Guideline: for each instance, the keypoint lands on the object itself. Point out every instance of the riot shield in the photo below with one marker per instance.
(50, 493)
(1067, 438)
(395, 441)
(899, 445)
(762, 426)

--

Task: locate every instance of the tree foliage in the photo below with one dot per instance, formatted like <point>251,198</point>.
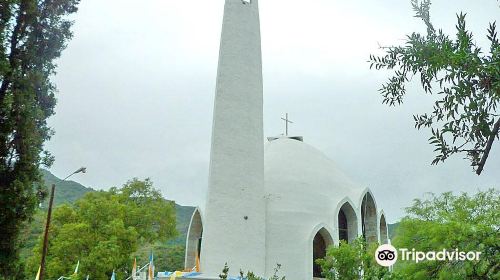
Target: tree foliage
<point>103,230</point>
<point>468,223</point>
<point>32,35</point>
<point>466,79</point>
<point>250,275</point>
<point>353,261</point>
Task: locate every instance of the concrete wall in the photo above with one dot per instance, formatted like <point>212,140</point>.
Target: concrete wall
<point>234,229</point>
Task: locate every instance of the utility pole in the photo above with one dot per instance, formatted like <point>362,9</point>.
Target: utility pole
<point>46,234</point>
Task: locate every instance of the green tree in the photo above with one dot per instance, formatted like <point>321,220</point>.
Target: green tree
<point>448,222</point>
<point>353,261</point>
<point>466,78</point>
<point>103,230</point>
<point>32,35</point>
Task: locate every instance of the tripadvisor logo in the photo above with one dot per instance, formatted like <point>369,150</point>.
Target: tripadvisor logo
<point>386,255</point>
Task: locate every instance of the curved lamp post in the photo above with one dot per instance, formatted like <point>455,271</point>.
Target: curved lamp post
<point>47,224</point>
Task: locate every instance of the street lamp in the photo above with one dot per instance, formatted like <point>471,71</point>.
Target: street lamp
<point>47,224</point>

==

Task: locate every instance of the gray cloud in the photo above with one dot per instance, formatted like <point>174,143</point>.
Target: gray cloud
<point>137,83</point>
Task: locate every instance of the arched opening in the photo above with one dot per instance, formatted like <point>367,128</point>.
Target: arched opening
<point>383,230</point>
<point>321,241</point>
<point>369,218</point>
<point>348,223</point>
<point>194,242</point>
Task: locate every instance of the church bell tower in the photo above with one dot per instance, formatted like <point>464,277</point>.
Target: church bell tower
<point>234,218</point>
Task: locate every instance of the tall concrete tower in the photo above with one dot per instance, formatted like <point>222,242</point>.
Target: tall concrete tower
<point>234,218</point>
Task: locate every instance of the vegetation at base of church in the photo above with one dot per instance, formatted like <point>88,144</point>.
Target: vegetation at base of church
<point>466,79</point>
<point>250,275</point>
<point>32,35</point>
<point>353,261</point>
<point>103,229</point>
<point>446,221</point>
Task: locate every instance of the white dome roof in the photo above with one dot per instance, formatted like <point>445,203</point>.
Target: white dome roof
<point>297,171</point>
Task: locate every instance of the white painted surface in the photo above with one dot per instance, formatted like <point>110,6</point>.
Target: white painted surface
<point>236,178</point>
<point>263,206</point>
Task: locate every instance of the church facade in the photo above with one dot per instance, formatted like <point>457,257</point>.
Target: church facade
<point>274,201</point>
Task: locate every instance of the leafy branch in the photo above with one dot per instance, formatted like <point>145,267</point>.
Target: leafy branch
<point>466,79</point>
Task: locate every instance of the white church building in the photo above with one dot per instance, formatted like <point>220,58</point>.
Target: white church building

■ **What the task requires**
Can you repeat the listing word for word, from the line with "Task: locate every instance of the white church" to the line with "Target: white church building", both lines included?

■ **Response for this exercise**
Task: locate every instance of the white church building in the photo above with one dot per instance, formatted like <point>220,58</point>.
Target: white church building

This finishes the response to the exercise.